**Task**
From the entries below, copy out each line that contains the word "white".

— BEGIN The input —

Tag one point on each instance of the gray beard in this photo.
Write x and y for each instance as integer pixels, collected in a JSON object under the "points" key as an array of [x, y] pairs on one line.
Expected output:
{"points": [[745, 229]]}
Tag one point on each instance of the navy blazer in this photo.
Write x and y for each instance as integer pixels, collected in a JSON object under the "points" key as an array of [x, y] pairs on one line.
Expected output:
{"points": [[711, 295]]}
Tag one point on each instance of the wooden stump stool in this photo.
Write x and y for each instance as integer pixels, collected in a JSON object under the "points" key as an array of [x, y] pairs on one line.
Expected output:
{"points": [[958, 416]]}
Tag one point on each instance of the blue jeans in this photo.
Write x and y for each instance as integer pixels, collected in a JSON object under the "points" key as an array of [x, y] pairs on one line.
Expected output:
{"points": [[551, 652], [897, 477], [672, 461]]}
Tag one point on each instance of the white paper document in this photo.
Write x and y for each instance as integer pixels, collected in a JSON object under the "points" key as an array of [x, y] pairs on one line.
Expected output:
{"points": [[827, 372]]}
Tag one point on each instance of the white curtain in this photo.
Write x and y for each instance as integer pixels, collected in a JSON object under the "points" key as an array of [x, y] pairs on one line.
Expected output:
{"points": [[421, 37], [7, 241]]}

— END The input —
— BEGIN The input —

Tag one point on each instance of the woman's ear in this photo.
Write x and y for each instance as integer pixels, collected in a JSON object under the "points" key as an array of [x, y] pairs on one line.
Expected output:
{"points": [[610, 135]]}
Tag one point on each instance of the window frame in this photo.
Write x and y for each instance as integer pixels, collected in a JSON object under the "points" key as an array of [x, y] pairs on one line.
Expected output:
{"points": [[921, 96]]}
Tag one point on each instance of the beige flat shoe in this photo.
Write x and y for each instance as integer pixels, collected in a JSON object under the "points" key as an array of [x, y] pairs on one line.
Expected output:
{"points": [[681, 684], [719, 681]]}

— END The input —

**Written reply**
Tag one point on each instance of the white paper document in this photo.
Tag one point on each instance of the white curtain in this photo.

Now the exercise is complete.